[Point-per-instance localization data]
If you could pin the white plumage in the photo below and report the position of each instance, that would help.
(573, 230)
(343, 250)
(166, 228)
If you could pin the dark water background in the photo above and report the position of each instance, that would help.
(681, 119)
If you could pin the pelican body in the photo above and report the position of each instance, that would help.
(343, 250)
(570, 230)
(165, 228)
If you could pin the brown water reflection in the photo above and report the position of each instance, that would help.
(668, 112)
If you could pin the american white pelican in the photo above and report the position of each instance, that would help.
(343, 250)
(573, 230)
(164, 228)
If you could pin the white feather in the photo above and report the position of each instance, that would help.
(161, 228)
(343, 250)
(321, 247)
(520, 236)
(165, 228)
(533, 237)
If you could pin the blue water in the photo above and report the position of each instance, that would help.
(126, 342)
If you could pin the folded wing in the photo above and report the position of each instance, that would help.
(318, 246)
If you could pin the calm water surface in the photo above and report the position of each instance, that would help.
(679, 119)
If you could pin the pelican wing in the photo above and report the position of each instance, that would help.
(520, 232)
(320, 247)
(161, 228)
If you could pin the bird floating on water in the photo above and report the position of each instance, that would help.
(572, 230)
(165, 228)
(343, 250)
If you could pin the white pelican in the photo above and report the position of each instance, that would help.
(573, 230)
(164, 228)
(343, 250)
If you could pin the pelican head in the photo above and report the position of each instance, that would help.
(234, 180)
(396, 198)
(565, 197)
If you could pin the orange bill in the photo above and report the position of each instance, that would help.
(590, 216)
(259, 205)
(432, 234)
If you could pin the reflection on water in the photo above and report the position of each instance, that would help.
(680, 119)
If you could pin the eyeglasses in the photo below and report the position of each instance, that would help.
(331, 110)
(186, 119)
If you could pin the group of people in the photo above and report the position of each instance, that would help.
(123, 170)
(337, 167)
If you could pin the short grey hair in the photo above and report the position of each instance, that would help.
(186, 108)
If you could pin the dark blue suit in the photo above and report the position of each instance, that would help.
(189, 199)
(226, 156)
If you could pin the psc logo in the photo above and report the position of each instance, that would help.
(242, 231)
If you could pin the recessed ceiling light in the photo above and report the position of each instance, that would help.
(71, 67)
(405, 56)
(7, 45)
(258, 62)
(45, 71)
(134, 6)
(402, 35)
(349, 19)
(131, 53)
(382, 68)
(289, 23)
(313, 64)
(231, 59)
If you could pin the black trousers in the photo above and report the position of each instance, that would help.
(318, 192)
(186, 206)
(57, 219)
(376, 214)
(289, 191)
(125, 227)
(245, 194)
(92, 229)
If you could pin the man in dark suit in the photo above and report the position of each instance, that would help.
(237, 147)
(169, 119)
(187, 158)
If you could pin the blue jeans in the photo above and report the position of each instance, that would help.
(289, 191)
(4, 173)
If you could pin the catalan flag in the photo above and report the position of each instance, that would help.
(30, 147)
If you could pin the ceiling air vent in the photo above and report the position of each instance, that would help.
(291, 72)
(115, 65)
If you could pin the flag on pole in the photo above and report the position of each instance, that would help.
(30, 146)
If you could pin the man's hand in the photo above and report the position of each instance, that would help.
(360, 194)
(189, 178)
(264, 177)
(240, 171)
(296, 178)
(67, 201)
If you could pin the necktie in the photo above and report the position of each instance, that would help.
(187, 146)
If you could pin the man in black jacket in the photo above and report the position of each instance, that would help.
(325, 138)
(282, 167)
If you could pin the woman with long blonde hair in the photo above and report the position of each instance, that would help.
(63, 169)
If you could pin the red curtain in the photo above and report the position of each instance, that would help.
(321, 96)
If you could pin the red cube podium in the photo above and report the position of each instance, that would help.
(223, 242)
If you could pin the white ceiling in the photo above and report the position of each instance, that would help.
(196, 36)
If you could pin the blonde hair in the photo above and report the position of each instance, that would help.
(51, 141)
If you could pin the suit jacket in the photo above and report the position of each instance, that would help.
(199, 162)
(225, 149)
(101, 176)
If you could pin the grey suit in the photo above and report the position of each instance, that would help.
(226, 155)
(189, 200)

What to work on. Copy out every record above once more, precisely as written.

Answer below.
If you could pin the white plumage in the photo below and report the position of each instance, that would help.
(573, 230)
(343, 250)
(166, 228)
If you could pin the dark water background in the photo above and report the position of each instance, that would help.
(681, 119)
If you could pin the pelican body in the photo above and report the position of each instance, that would help.
(343, 250)
(570, 230)
(165, 228)
If you could pin the brown water reflection in the photo above and report the position of each instance, that would help.
(668, 112)
If you could pin the american white pelican in the photo above and report the position of each instance, that would help.
(343, 250)
(573, 230)
(164, 228)
If you could pin the white feather in the photo above and report the position of each instance, that would help.
(161, 228)
(343, 250)
(321, 247)
(520, 236)
(165, 228)
(533, 237)
If you could pin the blue water in the photo above and report the position of each instance, that would help.
(126, 342)
If you could pin the folded wing in the photo above and report the position of each instance, that would help.
(318, 246)
If you could pin the calm water surface in the photo above and report the position of each instance, that would help.
(679, 119)
If you could pin the pelican wing in the photo above and report the position of each instance, that would help.
(520, 232)
(320, 247)
(161, 228)
If you could pin the bird floating on water in the photo above and report the position of each instance, that would help.
(572, 230)
(165, 228)
(343, 250)
If you could pin the white pelican in the photo above and report the position of each instance, that would help.
(573, 230)
(164, 228)
(343, 250)
If you could pin the pelican head in the photo above and report the position of each instance, that would help.
(234, 180)
(396, 198)
(565, 197)
If you could pin the orange bill in the photo above and report the position of each instance, that would help.
(590, 216)
(259, 205)
(432, 234)
If you could pin the reflection on water in the photo above and report the position of each instance, that would help.
(680, 119)
If you could pin the eyeglasses in the photo below and report the position of each instance, that would help.
(331, 110)
(186, 119)
If you could pin the group of people in the photo above and report the position of each instance, that would help.
(123, 170)
(337, 167)
If you could pin the short grey hair in the photo above and report the position of each instance, that would help.
(186, 108)
If you could pin the dark blue suit in the photo above and report the position of each instance, that would help.
(189, 199)
(226, 156)
If you could pin the psc logo in the photo above and report the position of each instance, that would help.
(242, 231)
If you could pin the recessed ceiling light in the photo above and report the position of each instance, that would help.
(71, 67)
(405, 56)
(7, 45)
(258, 62)
(45, 71)
(134, 6)
(402, 35)
(349, 19)
(131, 53)
(382, 68)
(289, 23)
(313, 64)
(231, 59)
If you could pin the black trousers in the photo above and report the position of each instance, that would help.
(318, 192)
(186, 206)
(57, 219)
(376, 214)
(289, 191)
(125, 227)
(245, 194)
(92, 229)
If you could pin the man in dark suit in the photo above and report the position of each instance, that would help.
(237, 147)
(169, 119)
(187, 158)
If you could pin the blue jeans in the photo above and report the position of each instance, that would help.
(289, 191)
(4, 173)
If you could pin the catalan flag in the photo above and report the position of each instance, that would help.
(30, 147)
If you could pin the ceiling air vent in the photo above and report the position of each instance, that would help.
(291, 72)
(115, 65)
If you could pin the flag on pole in the photo above and report the position of each instance, that would help.
(30, 146)
If you could pin the man's hand in the photo above and report the position of each instance, that would help.
(360, 194)
(189, 178)
(264, 177)
(240, 171)
(296, 178)
(67, 201)
If you could pin the necktie in the photo above and report the position of each instance, that would help.
(187, 146)
If you could pin the man in black jacket in the photo above and report the position of each instance, that would help.
(325, 138)
(282, 167)
If you could pin the woman with long blonde hair in the photo above and report the position of each instance, that would help.
(63, 169)
If you could pin the red curtain in the photo above and report the position of each instance, that would help.
(321, 96)
If you could pin the red cube podium in the photo above and report the position of each instance, that would help.
(223, 242)
If you could pin the white ceiling in the photo above and report the position of each instance, that would help.
(196, 36)
If you could pin the blonde hair in the photo above and report the position of each instance, that would help.
(51, 141)
If you could pin the suit jacket in the photo above and report the position of each instance, that would help.
(199, 162)
(225, 149)
(101, 176)
If you could pin the grey suit in the photo above and report the position of each instance, that would help.
(226, 155)
(189, 200)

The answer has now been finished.